## Exercise goal
Could you copy, word for word, only the lines from the one containing "Please identify the bird's head" through the last line of the records below, both included?

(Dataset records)
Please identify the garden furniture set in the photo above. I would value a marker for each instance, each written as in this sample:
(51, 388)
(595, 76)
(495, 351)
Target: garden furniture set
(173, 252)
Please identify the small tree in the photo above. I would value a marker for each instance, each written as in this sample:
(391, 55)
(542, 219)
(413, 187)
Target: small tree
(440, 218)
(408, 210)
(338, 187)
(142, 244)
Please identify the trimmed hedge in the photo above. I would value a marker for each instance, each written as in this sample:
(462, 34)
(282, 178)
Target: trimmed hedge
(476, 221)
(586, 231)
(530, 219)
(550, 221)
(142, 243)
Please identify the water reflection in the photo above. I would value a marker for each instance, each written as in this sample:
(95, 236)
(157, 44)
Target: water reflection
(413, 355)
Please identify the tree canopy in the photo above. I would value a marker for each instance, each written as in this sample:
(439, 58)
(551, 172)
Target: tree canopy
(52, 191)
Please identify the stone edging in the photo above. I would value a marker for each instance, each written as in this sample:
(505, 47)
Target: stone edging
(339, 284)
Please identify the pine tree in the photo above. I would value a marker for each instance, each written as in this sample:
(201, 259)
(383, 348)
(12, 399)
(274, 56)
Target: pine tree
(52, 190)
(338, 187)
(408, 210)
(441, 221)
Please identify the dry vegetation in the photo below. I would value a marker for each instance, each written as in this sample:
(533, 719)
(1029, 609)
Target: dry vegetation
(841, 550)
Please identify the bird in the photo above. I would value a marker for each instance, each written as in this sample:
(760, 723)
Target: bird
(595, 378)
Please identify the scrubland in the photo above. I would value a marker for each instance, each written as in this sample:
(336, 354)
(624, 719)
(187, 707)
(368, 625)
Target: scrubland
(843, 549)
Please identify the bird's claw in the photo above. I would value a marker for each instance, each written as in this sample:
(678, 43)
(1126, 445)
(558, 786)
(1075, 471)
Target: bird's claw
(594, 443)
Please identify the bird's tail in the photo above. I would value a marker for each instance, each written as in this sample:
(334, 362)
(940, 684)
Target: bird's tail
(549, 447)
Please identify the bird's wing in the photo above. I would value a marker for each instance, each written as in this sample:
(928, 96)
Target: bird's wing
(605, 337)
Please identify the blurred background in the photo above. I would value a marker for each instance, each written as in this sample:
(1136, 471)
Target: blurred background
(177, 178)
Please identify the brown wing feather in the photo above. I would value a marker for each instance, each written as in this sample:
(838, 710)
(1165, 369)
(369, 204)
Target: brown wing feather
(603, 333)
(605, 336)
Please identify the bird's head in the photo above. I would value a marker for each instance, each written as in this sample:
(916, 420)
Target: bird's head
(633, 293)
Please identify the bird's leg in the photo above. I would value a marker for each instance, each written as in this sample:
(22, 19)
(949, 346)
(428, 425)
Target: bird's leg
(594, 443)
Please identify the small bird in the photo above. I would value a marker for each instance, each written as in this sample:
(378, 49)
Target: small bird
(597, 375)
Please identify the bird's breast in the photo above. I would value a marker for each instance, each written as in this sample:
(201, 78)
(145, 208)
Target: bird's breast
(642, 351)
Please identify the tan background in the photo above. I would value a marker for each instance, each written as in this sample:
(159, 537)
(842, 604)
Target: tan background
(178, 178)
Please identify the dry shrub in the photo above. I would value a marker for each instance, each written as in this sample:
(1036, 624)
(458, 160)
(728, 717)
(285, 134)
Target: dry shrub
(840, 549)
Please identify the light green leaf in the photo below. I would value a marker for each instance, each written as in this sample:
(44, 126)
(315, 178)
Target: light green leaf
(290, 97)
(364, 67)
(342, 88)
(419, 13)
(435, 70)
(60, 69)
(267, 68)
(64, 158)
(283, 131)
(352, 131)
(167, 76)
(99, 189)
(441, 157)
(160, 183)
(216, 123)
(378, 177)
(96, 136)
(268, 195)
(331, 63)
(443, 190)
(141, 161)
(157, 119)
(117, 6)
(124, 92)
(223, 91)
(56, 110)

## Exercise solution
Please identify the bird's head in the photo above. I would value a marker for each instance, each written as in this sample:
(916, 420)
Target: bird's head
(633, 293)
Please identify the bird's leg in the photo above. I would value a marker for each instance, each written as in this sample:
(22, 19)
(949, 346)
(428, 425)
Target: bird's leg
(594, 443)
Please identify the small bird in the photo above. I would value a marker for each instance, each written as in this sample:
(378, 49)
Target: small bird
(597, 375)
Please identify the bird's breast in the photo above. I would value a marker for each instance, each written as in this sample:
(201, 78)
(145, 208)
Target: bird's breast
(642, 351)
Please identify the tan background in the photo above. I would value a marker for each instance, each written as in this sample:
(159, 537)
(842, 604)
Target: tan background
(178, 178)
Please identify the dry shrub in the photo above. I would value a marker for each instance, each written as in this sample:
(1036, 624)
(458, 160)
(728, 717)
(285, 134)
Target: dry shrub
(840, 549)
Please identify the light green leaf in the photo below. I would value a marker for each instance, each written as in this sample:
(44, 126)
(315, 178)
Target: light green leaf
(290, 97)
(364, 67)
(342, 88)
(419, 13)
(435, 70)
(60, 69)
(267, 68)
(64, 158)
(283, 131)
(352, 131)
(167, 76)
(99, 189)
(441, 157)
(160, 183)
(216, 123)
(378, 177)
(96, 136)
(268, 195)
(331, 63)
(443, 190)
(141, 161)
(157, 119)
(117, 6)
(124, 92)
(223, 91)
(56, 110)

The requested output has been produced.